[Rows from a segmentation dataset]
## BEGIN
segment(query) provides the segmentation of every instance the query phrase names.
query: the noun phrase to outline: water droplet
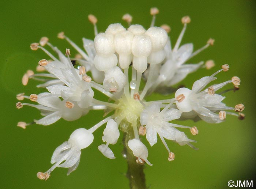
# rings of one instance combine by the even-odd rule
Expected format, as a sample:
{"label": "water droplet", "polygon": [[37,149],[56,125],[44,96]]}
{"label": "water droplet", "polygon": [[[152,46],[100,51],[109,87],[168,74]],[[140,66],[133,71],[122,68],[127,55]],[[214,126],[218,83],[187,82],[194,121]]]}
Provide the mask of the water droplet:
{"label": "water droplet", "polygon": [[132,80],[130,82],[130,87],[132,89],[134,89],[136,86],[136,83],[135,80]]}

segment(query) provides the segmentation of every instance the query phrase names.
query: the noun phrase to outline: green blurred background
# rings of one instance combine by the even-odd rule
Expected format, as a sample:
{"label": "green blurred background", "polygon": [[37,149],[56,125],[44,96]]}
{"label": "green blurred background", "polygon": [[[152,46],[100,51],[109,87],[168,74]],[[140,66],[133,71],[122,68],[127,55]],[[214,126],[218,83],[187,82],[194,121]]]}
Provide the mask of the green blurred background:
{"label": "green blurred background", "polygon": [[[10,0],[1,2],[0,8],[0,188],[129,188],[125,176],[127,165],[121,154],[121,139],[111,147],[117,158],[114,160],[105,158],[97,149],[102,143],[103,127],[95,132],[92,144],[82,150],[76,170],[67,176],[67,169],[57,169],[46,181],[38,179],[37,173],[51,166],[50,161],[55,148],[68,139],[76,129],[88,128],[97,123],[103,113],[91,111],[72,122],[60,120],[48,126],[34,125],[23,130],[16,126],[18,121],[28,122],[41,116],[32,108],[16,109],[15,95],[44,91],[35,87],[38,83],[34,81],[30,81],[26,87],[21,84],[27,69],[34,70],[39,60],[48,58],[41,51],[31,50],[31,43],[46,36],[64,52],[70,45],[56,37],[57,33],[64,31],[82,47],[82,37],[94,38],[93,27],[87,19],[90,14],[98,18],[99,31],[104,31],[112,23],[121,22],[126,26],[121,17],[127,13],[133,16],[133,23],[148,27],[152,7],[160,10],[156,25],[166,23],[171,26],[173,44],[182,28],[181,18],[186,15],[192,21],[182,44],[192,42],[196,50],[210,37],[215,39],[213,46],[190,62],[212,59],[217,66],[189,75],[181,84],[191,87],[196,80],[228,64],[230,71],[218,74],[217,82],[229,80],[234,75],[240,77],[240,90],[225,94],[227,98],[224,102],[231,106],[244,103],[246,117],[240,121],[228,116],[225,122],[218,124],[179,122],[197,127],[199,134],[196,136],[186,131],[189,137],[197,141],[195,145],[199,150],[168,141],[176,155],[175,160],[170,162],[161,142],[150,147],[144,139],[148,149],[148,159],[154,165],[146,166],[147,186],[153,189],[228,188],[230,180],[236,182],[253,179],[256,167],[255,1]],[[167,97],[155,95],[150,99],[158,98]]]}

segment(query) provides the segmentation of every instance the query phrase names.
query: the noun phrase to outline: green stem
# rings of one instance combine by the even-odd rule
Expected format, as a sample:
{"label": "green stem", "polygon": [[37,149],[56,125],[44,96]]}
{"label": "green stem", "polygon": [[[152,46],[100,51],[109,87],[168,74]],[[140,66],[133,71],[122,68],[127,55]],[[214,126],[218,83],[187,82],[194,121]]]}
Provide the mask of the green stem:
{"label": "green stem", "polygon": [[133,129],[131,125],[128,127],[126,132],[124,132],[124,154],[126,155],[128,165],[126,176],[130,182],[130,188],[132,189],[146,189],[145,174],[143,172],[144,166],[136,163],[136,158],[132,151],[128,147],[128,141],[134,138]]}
## END
## BEGIN
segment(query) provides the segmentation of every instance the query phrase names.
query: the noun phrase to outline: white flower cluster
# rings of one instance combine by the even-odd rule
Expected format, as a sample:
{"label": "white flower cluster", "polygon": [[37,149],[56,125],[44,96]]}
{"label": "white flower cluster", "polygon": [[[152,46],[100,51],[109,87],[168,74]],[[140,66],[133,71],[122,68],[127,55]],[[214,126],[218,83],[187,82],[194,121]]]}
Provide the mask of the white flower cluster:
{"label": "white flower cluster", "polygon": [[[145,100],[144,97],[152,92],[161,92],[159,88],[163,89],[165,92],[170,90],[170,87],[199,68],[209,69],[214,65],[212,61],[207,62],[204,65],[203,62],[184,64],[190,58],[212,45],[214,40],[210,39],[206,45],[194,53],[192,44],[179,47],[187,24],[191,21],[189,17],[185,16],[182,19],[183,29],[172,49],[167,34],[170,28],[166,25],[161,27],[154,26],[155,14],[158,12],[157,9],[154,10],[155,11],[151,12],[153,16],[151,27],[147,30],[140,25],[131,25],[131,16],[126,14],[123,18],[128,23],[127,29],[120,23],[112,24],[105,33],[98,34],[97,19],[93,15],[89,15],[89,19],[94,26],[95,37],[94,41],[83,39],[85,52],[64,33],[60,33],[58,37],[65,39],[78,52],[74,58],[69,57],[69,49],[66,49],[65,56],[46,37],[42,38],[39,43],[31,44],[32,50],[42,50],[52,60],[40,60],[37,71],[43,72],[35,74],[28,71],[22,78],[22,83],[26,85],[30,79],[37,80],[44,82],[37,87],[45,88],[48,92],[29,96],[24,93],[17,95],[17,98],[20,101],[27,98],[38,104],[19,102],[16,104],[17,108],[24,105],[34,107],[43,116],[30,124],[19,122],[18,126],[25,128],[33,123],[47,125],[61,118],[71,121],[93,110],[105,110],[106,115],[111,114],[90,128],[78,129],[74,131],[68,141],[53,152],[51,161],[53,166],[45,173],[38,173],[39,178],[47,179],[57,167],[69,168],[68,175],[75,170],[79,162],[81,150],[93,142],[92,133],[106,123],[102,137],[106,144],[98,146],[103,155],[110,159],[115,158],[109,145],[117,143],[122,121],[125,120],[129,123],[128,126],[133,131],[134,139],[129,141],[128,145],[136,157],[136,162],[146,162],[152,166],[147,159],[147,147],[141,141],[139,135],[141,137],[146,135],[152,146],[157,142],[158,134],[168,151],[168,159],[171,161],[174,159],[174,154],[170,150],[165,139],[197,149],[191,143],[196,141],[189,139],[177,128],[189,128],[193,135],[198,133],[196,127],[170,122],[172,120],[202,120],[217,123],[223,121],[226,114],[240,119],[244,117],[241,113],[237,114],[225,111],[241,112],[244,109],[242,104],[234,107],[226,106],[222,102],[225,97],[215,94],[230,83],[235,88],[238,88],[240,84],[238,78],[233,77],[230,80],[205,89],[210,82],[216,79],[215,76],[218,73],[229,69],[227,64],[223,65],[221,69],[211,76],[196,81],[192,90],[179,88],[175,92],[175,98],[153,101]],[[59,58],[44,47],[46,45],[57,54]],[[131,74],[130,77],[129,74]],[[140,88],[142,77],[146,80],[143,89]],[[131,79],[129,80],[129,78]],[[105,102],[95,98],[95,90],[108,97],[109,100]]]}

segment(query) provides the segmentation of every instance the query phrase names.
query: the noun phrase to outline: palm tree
## END
Aim of the task: Filter the records, keeping each line that contains the string "stem". Copy those lines and nothing else.

Task response:
query: the noun phrase to outline: green stem
{"label": "green stem", "polygon": [[37,149],[56,125],[44,96]]}
{"label": "green stem", "polygon": [[[152,46],[100,51],[109,87],[168,74]],[[140,66],[133,71],[122,68],[127,55]],[[214,126],[218,83],[187,82],[194,121]]]}
Provide the mask of the green stem:
{"label": "green stem", "polygon": [[133,129],[131,125],[128,127],[126,132],[124,132],[124,154],[126,155],[128,165],[126,176],[130,182],[130,188],[132,189],[146,189],[145,174],[143,172],[144,166],[136,163],[136,158],[132,151],[128,147],[128,141],[134,138]]}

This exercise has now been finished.